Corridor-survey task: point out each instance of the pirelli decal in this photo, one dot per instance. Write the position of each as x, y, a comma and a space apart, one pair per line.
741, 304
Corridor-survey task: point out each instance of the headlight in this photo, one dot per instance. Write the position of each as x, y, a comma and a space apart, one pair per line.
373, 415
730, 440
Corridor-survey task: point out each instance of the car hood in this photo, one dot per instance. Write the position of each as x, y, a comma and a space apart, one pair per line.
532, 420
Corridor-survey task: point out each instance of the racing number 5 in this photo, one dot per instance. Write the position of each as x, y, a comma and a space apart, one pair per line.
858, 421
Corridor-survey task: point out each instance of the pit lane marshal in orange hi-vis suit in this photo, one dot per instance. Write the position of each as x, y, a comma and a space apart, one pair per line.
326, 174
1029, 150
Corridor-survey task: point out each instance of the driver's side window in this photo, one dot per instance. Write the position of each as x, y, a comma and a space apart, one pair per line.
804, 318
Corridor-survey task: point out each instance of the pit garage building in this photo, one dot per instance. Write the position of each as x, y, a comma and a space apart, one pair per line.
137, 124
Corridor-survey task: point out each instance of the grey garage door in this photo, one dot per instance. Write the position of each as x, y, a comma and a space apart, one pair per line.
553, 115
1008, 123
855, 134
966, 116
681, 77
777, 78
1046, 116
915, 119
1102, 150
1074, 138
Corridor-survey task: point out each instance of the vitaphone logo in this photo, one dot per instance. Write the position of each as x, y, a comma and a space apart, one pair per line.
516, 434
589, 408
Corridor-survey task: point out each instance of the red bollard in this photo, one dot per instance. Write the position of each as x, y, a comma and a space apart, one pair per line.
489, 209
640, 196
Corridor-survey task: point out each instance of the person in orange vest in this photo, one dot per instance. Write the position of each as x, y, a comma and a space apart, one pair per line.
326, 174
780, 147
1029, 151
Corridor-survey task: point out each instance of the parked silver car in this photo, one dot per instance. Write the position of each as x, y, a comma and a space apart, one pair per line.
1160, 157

------------------------------

» **WHAT TO DO**:
Repeat the data above, word for word.

» **SOLVED PROBLEM**:
Corridor-survey task: point out each instance of the pirelli decal in this photo, one dot per instance. Write the position of each as x, y, a comma and a space apart, one pair per line.
741, 304
Corridor-survey task: point out each instance of the headlight in this photo, one dot per instance. Write the position of each as x, y, a comma and a space apart, one pair per line.
373, 415
730, 440
Corridor-survey task: point out each instance of the car hood in this photo, one dot per instance. Write the position of each as x, y, a comma and a space apart, one pair per line.
532, 420
Corridor-survey task: point out each instance of the racing number 5 in this photo, one dot per instance. Write the position of each as x, y, a comma and a space apart, one pair per line.
858, 421
Corridor-survey task: point out each instance of the pit lane marshal in orange hi-vis suit in this photo, one dot per instance. Write the position of each as x, y, a comma and a space apart, one pair per line.
326, 174
1029, 150
Corridor-survey task: point out each instance of the driver's side window in this photo, one dot per instance. Write the position of each as x, y, a comma and a space apart, one pair per line.
804, 318
Corridor-survey task: point out each instance of the pit garage building in this photo, one dot per instance. Write the position of each as x, y, a comma and a space apart, one pair per line.
137, 124
Corridor-survey task: point out each instance of the grey garage door in this photo, one dot per instance. Write the position of each as x, y, a comma and a space apart, one pair per line.
553, 115
1008, 123
855, 134
966, 116
681, 77
777, 78
1046, 116
915, 119
1102, 150
1074, 138
Corridor-survey task: point out each instance of the vitaphone logo in this photo, one dot per instance. Write the position of each as x, y, a comma and a space apart, one pair per line.
516, 434
589, 408
Corridor-survey task: point out each instance of the red bollard in this photo, one dot per instance. Write the position of each as x, y, a comma and a space apart, one pair per line.
489, 209
640, 196
Corridor-survey task: point out each instance of the person in orange vest in this photo, one dot per instance. Write the position of each as x, y, a comma and a space apart, one pair per line.
326, 174
780, 147
1029, 151
Corridor-survey task: point out each instance of the parked silver car in this photo, one dot per instance. Write the position of each as x, y, a comma and a space apart, one pair per line.
1160, 157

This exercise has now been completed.